▶ **What is asked**
Recast the records from the line containing "the chimney stack" through the line containing "[[118, 20, 144, 35]]" as a Markdown table with the columns Row and Entry, numbering each line and leaving out blank lines.

⟨

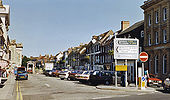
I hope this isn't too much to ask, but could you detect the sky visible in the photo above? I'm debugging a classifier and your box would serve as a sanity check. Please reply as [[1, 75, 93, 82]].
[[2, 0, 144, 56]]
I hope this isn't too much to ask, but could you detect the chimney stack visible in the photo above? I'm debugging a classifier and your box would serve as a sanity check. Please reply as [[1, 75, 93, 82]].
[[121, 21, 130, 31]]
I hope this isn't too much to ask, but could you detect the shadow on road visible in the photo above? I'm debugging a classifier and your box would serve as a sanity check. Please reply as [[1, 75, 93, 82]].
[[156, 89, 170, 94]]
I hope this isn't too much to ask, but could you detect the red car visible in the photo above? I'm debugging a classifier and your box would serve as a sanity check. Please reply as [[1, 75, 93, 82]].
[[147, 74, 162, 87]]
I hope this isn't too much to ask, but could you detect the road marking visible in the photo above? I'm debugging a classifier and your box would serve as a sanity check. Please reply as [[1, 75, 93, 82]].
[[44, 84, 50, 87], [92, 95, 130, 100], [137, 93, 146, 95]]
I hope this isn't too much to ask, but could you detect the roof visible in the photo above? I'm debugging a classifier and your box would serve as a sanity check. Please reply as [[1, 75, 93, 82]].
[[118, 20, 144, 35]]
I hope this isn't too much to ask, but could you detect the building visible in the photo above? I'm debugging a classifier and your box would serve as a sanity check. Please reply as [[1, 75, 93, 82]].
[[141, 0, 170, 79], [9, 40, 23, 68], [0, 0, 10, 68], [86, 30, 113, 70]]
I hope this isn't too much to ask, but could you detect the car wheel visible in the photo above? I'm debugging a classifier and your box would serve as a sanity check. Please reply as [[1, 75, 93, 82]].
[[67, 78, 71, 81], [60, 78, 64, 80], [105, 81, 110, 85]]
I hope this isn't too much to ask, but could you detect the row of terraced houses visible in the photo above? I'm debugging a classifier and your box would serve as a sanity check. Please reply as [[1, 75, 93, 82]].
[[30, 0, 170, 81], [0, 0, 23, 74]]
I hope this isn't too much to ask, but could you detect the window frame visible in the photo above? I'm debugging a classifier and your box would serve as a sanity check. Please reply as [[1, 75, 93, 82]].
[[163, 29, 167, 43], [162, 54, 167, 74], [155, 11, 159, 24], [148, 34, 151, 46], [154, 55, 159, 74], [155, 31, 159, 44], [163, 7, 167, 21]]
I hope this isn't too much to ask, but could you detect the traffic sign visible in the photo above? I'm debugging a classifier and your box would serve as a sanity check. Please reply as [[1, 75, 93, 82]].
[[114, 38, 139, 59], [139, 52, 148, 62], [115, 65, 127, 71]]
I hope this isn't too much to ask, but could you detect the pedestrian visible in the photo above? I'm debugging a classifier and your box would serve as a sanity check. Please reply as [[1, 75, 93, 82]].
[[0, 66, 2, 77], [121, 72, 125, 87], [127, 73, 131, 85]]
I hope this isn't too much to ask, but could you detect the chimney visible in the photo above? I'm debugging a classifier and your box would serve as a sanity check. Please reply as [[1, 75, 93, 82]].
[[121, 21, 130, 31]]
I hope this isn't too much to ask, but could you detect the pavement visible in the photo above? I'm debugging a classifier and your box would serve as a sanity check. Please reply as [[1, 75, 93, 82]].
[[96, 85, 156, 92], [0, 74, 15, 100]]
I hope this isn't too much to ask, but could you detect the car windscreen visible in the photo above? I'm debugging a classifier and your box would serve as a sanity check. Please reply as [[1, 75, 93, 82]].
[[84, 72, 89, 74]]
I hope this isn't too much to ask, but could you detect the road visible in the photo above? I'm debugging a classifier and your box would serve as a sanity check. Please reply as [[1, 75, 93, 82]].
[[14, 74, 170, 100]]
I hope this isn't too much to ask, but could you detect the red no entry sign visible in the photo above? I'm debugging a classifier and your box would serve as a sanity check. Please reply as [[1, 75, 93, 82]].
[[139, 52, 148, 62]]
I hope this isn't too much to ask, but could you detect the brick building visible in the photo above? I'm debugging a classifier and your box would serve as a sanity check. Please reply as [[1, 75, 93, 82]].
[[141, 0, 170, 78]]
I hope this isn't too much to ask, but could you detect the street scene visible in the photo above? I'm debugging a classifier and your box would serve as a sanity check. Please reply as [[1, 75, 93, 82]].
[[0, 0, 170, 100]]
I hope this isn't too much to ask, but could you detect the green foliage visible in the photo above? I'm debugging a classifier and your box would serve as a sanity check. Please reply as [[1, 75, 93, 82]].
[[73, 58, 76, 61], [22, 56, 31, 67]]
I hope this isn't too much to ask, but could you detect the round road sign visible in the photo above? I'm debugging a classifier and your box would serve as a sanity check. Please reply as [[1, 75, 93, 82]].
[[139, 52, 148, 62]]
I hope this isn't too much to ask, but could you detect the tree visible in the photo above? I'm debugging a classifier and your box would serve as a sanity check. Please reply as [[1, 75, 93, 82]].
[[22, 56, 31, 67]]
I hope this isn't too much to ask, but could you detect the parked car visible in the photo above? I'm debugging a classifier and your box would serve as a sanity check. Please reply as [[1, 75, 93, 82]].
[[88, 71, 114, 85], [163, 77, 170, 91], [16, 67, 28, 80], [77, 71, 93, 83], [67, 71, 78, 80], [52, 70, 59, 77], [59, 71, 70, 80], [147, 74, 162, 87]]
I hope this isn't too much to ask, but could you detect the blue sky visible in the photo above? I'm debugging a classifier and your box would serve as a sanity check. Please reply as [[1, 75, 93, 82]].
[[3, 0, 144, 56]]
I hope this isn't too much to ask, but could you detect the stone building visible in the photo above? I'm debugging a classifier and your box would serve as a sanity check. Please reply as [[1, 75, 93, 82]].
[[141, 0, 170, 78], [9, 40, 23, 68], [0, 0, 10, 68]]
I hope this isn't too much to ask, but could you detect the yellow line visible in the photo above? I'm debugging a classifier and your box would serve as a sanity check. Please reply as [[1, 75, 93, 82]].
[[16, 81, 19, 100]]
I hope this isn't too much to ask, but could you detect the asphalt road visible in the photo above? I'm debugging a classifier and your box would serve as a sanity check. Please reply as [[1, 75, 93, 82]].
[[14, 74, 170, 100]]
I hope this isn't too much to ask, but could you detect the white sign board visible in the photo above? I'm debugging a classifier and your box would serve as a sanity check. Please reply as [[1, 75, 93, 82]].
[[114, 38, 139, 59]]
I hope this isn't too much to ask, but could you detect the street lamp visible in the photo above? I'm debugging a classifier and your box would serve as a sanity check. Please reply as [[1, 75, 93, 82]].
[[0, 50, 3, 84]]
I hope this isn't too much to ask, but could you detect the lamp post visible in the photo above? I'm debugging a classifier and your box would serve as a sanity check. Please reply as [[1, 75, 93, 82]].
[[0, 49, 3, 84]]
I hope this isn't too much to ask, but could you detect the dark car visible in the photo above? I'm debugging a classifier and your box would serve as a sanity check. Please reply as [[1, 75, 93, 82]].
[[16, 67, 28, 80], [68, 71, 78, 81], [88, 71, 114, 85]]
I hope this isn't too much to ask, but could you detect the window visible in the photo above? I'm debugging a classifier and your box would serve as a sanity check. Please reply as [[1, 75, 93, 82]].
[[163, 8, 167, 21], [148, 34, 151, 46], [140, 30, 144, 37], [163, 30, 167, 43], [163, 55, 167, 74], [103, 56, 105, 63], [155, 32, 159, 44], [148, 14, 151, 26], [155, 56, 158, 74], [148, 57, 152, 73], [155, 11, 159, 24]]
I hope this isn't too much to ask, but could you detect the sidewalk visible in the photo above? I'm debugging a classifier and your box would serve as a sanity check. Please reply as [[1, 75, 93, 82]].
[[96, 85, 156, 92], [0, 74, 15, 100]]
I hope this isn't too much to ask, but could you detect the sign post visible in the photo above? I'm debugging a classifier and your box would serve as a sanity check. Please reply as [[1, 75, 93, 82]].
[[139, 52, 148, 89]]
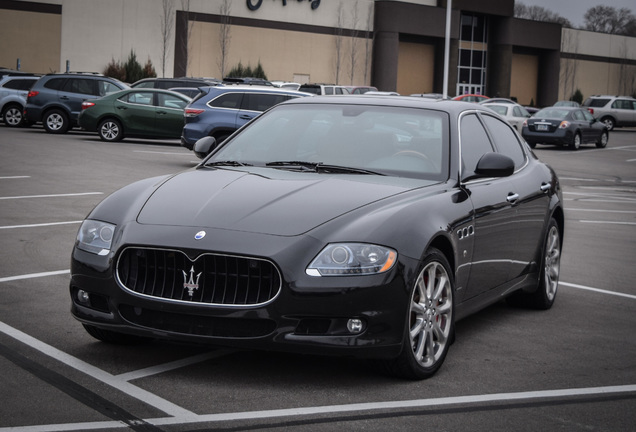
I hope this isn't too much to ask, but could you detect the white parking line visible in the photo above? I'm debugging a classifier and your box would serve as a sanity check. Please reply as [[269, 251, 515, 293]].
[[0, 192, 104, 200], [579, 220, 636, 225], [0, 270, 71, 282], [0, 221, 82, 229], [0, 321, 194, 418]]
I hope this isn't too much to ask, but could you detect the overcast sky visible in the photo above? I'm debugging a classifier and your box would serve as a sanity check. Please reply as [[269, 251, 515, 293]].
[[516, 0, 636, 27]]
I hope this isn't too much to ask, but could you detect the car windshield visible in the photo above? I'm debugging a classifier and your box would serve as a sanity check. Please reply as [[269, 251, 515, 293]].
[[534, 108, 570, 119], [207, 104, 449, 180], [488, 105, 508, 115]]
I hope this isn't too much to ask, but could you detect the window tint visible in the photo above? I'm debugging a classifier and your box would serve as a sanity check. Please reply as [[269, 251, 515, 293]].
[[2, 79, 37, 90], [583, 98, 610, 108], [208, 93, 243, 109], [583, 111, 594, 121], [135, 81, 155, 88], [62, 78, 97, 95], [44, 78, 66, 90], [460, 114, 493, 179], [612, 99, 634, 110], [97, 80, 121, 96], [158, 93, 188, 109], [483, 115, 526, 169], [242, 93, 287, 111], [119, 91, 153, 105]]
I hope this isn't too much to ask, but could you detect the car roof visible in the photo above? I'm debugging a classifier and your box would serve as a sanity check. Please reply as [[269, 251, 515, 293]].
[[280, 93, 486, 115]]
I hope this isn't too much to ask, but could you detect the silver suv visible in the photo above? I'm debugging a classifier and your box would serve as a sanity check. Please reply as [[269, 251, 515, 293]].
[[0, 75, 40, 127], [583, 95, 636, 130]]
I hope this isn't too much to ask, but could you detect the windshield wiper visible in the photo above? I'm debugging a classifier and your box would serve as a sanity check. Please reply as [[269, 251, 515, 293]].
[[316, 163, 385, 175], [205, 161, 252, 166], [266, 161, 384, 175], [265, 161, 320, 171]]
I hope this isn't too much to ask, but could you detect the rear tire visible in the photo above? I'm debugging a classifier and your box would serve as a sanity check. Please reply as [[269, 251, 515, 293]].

⟩

▶ **Completed task**
| Row | Entry |
|---|---|
| 1 | I hope this isn't too much to ask, but could you detect the chimney stack visible in the photo above? I'm debugging a classifier and your box would serve as a sanity check. Please reply as [[1, 75, 93, 82]]. |
| 2 | [[121, 21, 130, 31]] |
| 3 | I hope this isn't too much to ask, but could you detect the shadow on road visible in the photo above? I'm debugging a classifier and your box would serve as a sanity check. Please reply as [[1, 75, 93, 82]]. |
| 4 | [[156, 89, 170, 94]] |
| 5 | I hope this isn't too much to ask, but could you detect the red car visible in the photo above? I'm debugging a classifier and your box would serve as a sanity check. Please reply as [[1, 75, 93, 82]]. |
| 6 | [[147, 74, 162, 87]] |
| 7 | I hope this isn't too much to ask, but could you detect the road marking visible in the photo above? I'm debugging a classifier and your box would serve as a sanity check. Please reply as [[1, 75, 93, 82]]. |
| 8 | [[44, 84, 50, 87], [92, 95, 130, 100], [137, 93, 146, 95]] |
| 9 | I hope this isn't too much to ask, but could you detect the roof visible in the photo above? I'm debugging a classifier and your box would serve as a sanity check. Please reply as [[1, 75, 93, 82]]. |
| 10 | [[118, 20, 144, 35]] |